*YOUR GOAL:*
Please count how many lines in the items below contain the word "pink" and reply with only that number.

*RECORDS:*
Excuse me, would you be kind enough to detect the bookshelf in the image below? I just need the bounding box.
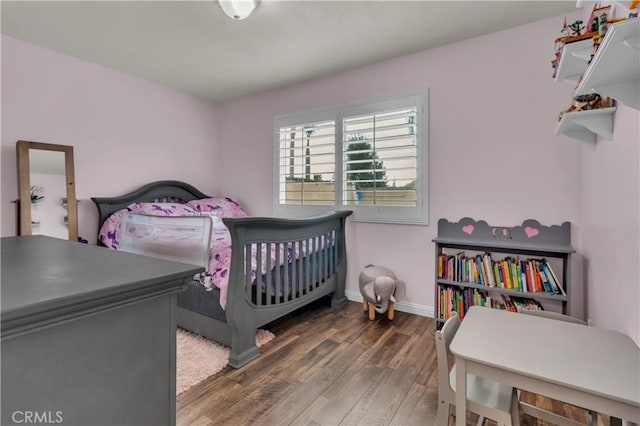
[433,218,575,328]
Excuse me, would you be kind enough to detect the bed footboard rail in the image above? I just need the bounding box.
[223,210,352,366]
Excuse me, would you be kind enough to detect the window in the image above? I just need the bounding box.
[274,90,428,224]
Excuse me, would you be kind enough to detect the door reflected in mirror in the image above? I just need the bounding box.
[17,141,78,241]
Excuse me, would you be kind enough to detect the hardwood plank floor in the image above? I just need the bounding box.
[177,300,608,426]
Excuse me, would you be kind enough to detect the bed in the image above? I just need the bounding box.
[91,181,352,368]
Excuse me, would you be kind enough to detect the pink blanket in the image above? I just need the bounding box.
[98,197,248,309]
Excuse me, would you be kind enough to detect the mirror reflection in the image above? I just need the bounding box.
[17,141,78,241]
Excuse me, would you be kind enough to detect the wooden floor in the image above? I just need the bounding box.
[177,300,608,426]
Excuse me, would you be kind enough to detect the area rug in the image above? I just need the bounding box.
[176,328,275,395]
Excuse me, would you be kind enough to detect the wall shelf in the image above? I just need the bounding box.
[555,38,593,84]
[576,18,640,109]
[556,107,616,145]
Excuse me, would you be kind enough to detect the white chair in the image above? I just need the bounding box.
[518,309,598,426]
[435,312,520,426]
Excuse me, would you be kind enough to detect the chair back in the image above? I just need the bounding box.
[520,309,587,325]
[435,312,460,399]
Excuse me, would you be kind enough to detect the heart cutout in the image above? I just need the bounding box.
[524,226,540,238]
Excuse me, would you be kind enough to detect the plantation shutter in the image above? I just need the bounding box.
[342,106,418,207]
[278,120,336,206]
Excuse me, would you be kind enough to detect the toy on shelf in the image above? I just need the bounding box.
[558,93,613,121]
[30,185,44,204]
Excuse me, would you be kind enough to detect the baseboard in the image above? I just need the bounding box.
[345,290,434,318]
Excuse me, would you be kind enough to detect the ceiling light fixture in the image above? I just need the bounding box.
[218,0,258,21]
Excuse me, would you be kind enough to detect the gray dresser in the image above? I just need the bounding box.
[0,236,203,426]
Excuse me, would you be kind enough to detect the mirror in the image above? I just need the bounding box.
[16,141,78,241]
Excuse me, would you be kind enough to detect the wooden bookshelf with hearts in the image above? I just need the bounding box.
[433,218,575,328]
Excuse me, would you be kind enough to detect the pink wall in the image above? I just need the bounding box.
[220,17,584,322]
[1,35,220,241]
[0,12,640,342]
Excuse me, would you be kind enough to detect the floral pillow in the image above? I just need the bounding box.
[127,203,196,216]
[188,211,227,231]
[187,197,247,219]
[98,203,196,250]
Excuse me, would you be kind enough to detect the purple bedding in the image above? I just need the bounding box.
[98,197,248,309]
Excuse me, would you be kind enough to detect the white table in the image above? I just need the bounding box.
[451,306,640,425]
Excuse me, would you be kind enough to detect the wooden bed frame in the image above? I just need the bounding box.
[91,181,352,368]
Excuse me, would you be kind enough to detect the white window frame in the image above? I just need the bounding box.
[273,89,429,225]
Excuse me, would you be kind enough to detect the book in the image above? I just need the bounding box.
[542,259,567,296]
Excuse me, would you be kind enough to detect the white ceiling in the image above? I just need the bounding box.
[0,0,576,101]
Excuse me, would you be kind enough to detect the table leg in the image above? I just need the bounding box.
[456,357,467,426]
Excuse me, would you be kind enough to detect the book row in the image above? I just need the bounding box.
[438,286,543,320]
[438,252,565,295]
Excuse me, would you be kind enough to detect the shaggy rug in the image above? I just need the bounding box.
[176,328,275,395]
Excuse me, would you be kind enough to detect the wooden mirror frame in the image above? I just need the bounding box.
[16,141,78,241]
==
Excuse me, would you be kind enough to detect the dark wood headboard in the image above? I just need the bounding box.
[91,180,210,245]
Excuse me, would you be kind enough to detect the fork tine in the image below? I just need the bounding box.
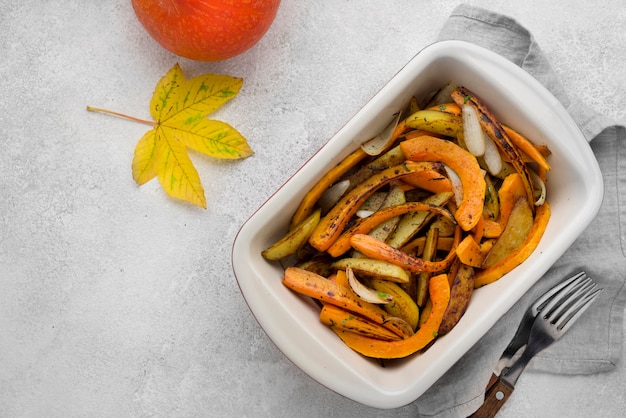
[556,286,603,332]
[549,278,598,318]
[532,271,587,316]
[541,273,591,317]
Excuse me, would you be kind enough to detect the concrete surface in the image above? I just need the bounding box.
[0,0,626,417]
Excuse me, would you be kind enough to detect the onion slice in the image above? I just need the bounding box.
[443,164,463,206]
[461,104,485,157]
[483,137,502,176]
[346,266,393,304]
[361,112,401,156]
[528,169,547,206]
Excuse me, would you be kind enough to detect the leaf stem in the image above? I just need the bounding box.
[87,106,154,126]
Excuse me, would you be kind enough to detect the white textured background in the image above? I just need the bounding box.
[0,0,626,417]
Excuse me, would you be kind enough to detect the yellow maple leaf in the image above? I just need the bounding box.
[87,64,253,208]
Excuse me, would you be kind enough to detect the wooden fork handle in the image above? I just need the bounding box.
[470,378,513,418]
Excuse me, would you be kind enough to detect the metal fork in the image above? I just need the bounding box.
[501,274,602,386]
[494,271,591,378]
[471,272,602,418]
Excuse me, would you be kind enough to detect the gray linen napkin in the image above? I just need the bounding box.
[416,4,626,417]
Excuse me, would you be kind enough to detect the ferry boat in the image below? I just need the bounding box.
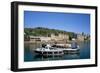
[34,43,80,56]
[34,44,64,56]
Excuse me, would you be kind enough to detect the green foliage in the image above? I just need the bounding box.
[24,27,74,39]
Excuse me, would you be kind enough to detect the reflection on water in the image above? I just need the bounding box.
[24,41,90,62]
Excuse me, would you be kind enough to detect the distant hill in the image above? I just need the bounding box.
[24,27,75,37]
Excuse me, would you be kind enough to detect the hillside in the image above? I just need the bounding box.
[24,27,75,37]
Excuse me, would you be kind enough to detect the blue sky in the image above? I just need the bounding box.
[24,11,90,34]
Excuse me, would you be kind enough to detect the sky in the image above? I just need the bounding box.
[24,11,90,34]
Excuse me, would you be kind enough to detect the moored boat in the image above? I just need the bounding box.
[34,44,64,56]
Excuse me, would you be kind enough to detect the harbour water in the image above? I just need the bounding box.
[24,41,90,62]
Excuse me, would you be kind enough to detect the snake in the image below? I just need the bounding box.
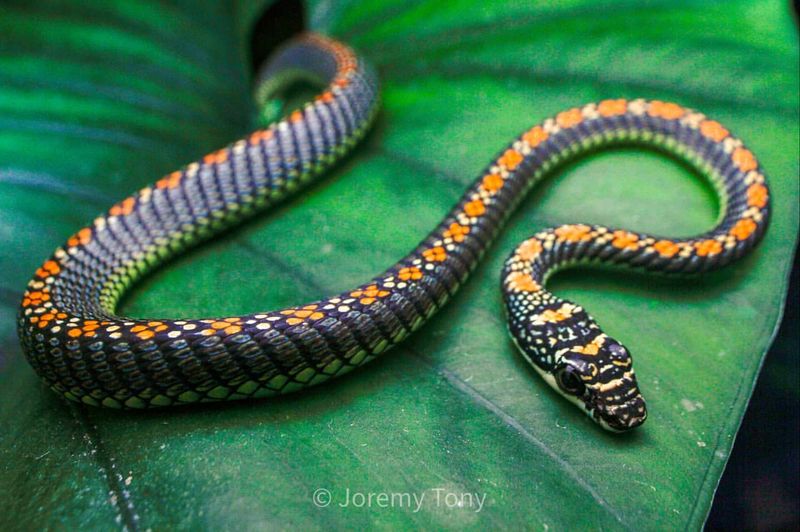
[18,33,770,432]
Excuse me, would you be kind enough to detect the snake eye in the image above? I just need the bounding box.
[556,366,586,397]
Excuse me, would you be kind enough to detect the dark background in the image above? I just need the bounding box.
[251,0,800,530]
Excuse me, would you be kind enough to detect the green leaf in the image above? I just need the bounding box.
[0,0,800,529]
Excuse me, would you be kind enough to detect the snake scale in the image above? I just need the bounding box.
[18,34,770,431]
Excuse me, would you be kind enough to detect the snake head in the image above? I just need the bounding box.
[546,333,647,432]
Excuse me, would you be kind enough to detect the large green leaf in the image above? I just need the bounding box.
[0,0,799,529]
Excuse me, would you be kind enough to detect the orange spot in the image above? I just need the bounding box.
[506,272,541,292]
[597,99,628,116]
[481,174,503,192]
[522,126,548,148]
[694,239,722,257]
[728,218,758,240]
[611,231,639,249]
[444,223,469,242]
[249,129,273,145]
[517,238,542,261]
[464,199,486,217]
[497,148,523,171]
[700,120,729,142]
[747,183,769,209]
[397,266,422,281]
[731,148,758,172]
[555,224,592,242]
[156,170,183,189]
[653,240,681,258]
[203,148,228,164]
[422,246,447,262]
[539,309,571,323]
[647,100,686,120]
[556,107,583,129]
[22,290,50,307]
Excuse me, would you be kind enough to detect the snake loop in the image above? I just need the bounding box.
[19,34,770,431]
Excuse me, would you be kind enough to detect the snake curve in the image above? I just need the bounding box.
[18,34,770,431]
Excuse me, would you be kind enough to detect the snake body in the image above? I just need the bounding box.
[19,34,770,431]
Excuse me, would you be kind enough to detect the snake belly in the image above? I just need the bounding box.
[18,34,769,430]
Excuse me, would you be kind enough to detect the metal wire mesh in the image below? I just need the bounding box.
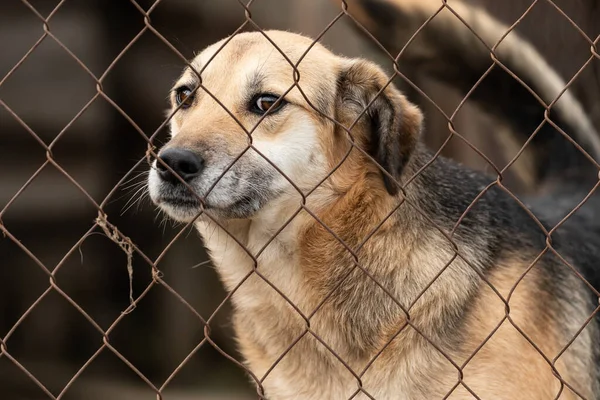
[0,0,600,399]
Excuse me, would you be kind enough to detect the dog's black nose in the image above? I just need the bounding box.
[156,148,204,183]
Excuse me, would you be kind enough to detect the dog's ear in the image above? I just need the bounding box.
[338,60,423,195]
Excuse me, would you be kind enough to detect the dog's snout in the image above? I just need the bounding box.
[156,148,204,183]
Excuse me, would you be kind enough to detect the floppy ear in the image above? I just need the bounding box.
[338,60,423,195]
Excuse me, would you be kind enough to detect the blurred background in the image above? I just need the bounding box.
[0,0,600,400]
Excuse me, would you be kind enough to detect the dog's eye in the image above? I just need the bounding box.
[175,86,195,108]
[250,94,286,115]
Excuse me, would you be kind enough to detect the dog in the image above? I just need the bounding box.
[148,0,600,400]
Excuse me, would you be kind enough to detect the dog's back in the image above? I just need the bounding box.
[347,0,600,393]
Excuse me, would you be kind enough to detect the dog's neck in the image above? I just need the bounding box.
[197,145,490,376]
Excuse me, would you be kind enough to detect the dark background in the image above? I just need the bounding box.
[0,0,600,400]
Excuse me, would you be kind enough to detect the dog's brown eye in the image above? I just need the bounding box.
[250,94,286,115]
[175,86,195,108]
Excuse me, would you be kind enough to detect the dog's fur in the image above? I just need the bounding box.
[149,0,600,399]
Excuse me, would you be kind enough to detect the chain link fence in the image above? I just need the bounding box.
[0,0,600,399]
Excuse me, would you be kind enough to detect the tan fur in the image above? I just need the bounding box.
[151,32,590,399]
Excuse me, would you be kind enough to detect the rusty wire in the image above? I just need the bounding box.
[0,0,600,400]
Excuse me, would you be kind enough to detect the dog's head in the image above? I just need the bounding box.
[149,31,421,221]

*OUTPUT:*
2